> EXERCISE INPUT
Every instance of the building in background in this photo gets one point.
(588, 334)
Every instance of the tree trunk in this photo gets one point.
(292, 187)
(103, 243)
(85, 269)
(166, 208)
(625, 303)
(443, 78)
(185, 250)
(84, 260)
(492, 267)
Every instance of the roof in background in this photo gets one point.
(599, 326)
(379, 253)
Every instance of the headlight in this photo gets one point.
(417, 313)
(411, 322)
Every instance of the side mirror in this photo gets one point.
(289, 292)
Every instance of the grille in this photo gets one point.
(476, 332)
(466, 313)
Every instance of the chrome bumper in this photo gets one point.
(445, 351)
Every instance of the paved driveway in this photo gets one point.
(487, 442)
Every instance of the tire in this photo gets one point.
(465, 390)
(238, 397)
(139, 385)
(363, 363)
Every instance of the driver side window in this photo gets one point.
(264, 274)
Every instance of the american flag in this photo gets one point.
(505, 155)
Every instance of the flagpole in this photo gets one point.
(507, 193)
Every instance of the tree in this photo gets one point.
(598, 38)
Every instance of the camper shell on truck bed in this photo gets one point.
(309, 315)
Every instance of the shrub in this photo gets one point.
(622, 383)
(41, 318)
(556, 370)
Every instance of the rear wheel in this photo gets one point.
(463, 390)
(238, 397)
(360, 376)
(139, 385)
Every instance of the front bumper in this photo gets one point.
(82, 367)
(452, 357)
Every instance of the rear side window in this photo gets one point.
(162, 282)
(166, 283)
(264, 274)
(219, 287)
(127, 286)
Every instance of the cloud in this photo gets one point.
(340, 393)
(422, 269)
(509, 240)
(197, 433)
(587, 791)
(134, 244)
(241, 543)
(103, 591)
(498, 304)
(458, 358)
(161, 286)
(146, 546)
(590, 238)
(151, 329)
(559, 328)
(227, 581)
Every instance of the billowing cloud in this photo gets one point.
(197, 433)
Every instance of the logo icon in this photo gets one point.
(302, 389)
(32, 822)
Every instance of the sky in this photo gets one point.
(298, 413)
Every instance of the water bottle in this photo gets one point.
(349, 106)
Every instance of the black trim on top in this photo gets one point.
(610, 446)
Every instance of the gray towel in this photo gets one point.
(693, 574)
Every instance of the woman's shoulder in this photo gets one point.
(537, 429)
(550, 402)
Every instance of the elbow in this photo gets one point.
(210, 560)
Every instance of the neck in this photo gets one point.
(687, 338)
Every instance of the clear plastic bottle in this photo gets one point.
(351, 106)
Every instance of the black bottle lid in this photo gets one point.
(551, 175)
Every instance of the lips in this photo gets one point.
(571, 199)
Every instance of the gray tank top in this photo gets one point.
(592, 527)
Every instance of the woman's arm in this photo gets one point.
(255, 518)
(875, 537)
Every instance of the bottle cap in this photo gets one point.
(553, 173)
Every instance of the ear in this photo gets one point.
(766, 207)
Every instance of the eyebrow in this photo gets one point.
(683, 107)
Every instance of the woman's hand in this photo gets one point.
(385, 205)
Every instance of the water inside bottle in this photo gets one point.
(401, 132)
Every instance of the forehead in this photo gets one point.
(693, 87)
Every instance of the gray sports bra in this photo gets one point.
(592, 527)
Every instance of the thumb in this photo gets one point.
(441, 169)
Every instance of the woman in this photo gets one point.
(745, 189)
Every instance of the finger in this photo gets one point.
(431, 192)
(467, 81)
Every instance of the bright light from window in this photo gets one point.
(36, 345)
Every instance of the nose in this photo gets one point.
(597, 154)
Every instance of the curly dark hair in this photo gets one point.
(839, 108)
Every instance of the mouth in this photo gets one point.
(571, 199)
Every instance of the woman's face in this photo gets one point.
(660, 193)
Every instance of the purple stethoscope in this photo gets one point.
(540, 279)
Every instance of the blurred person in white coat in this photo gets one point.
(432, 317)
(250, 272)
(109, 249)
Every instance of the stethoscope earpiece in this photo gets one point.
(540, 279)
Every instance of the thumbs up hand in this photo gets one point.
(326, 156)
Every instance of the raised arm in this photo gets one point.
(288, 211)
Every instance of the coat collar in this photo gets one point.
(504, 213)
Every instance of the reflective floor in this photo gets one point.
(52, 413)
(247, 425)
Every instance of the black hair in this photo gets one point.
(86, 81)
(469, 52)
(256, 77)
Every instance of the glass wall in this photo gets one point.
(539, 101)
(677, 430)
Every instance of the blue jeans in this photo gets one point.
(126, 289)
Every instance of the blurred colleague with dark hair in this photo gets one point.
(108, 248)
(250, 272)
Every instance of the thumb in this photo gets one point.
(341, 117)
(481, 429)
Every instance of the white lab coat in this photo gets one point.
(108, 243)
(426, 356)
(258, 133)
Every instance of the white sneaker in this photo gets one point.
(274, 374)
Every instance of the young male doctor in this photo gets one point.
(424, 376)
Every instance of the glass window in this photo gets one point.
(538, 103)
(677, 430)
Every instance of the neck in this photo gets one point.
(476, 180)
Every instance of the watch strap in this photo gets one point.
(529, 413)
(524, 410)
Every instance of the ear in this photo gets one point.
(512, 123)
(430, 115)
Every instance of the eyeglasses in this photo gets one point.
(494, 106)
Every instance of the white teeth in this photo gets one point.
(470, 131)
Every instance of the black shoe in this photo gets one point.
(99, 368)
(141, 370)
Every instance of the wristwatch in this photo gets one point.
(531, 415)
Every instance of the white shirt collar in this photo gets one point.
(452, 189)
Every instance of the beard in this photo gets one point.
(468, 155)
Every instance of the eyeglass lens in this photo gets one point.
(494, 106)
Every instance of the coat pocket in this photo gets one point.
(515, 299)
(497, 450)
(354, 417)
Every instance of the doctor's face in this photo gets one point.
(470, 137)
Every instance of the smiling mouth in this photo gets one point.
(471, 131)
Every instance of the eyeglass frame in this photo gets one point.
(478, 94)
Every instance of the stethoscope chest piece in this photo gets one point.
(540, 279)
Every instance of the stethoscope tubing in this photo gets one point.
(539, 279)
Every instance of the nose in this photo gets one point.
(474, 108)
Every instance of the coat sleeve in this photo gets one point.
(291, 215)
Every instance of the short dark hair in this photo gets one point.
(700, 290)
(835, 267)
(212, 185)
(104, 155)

> WHAT YOU SHOULD DO
Copy the records above exactly as they appear.

> REPLY TO THE TASK
Every instance of the building in background in this photo gets one point.
(588, 334)
Every instance of the tree trunk in this photo gets one point.
(292, 187)
(103, 243)
(85, 269)
(166, 208)
(625, 303)
(443, 78)
(185, 250)
(84, 260)
(492, 267)
Every instance of the roof in background in this photo gets one point.
(599, 326)
(379, 253)
Every instance of the headlight in this photo gets one point.
(417, 313)
(411, 322)
Every instance of the side mirror in this photo gets one point.
(289, 292)
Every instance of the grille in this photo gets one point.
(476, 332)
(466, 313)
Every instance of the chrome bumper in this photo gets one point.
(445, 351)
Every instance of the paved driveway in this photo gets one point.
(487, 442)
Every instance of the tire in this photo gets one point.
(465, 390)
(238, 397)
(139, 385)
(363, 363)
Every instance of the driver side window in this photo gets one point.
(264, 274)
Every instance of the american flag in this photo gets one point.
(505, 155)
Every instance of the flagpole in this photo gets one point.
(507, 193)
Every instance of the tree in this photo gets one point.
(598, 38)
Every instance of the camper shell on truck bed in this photo gets one point.
(309, 315)
Every instance of the shrub in this photo gets one point.
(622, 383)
(41, 318)
(556, 370)
Every instance of the rear wheel in this photo gets one point.
(463, 390)
(238, 397)
(360, 376)
(139, 385)
Every instance of the front bumper in this photo gets one point.
(82, 367)
(452, 357)
Every instance of the rear side window in this photo gets one point.
(162, 282)
(166, 283)
(264, 274)
(219, 287)
(127, 286)
Every instance of the cloud in this photo gets one point.
(340, 393)
(422, 269)
(509, 240)
(197, 433)
(587, 791)
(134, 244)
(241, 543)
(103, 591)
(498, 304)
(458, 358)
(161, 286)
(146, 546)
(590, 238)
(151, 329)
(559, 328)
(227, 581)
Every instance of the billowing cloud in this photo gets one point.
(197, 433)
Every instance of the logo icon in this photo gets one point.
(302, 389)
(32, 822)
Every instance of the sky in this photo gets one point.
(298, 413)
Every instance of the water bottle in this photo gets one point.
(349, 106)
Every instance of the black trim on top in this photo gets one point.
(610, 446)
Every instance of the gray towel in this photo gets one point.
(693, 574)
Every instance of the woman's shoulder in this photo gets one point.
(537, 429)
(550, 402)
Every instance of the elbow in this photo gets one point.
(210, 560)
Every instance of the neck in this photo gets one point.
(687, 338)
Every instance of the clear plastic bottle in this photo gets one point.
(351, 106)
Every instance of the black bottle lid in this photo gets one point.
(551, 175)
Every instance of the lips in this photo gets one point.
(571, 199)
Every instance of the gray tank top in this photo gets one point.
(592, 527)
Every instance of the woman's arm in this photo gets one point.
(255, 518)
(875, 537)
Every instance of the bottle cap in this photo gets one point.
(553, 173)
Every instance of the ear in this photo gets one point.
(766, 207)
Every instance of the eyebrow in this photo gets one point.
(683, 107)
Every instance of the woman's hand in this photo gets one point.
(385, 205)
Every instance of the water inside bottle in this photo gets one point.
(401, 132)
Every instance of the forehead in this photo gets one point.
(693, 87)
Every instance of the gray sports bra in this photo gets one point.
(592, 527)
Every instance of the thumb in this photo gets one point.
(441, 169)
Every instance of the woman in this photo gets one point.
(745, 189)
Every instance of the finger in this photo gets one point.
(431, 192)
(467, 81)
Every instance of the bright light from window in this photo gets one point.
(36, 345)
Every instance of the nose in this photo gets one point.
(597, 154)
Every instance of the curly dark hair in this photo gets one point.
(839, 108)
Every instance of the mouth in this photo gets one point.
(571, 199)
Every instance of the woman's face in this photo gets one point.
(660, 193)
Every instance of the purple stethoscope in this photo gets one point.
(540, 279)
Every instance of the blurred person in white coat in this photo gets one point.
(432, 317)
(250, 272)
(109, 249)
Every instance of the stethoscope earpiece in this photo gets one point.
(540, 279)
Every instance of the thumbs up hand in this photo gets one point.
(326, 156)
Every instance of the raised arm in this photo gets one point.
(288, 211)
Every instance of the coat collar in this photo gets one point.
(504, 213)
Every instance of the reflective floor in this photo gets one point.
(52, 413)
(247, 425)
Every instance of the black hair in this photo gets one point.
(86, 81)
(469, 52)
(256, 77)
Every instance of the glass wall in this photo gets one point.
(539, 101)
(677, 430)
Every instance of the blue jeans in this photo gets one point.
(126, 289)
Every instance of the blurred colleague with dark hair in this photo gets one point.
(108, 248)
(250, 272)
Every instance of the thumb in this photo gets one point.
(341, 117)
(481, 429)
Every instance of the white lab coat in this photo gets one point.
(108, 243)
(426, 356)
(258, 133)
Every instance of the white sneaker in this photo gets one point.
(274, 374)
Every instance of the young male doctor in this photo gets one point.
(424, 376)
Every instance of the glass window in this photo gets one point.
(538, 103)
(677, 430)
Every instance of the neck in this photo gets one point.
(476, 180)
Every instance of the watch strap in this photo gets one point.
(529, 413)
(524, 410)
Every instance of the ear in this photo gets one point.
(512, 123)
(430, 115)
Every instance of the eyeglasses in this photo gets one point.
(494, 106)
Every instance of the white teeth in this photo gets one point.
(470, 131)
Every instance of the black shoe in this photo gets one point.
(99, 368)
(141, 370)
Every instance of the wristwatch in this photo gets one point.
(531, 415)
Every instance of the white shirt collar in this photo gets one point.
(452, 189)
Every instance of the beard in this photo gets one point.
(468, 155)
Every instance of the eyeglass lens in this photo gets one point.
(494, 106)
Every instance of the coat pocket in this photo gets one point.
(515, 299)
(497, 450)
(354, 417)
Every instance of the doctor's face in this photo gets one point.
(470, 137)
Every instance of the smiling mouth in this photo gets one point.
(471, 131)
Every instance of the eyeglass frame in this photo gets one point.
(478, 94)
Every instance of the stethoscope chest piece in this photo gets one point.
(540, 279)
Every instance of the stethoscope tubing in this photo gets one point.
(539, 279)
Every instance of the nose in this photo gets one point.
(474, 108)
Every instance of the coat sleeve in this photo gets one point.
(291, 215)
Every instance of the short dark hair in this photo gets one point.
(700, 290)
(835, 267)
(212, 185)
(104, 155)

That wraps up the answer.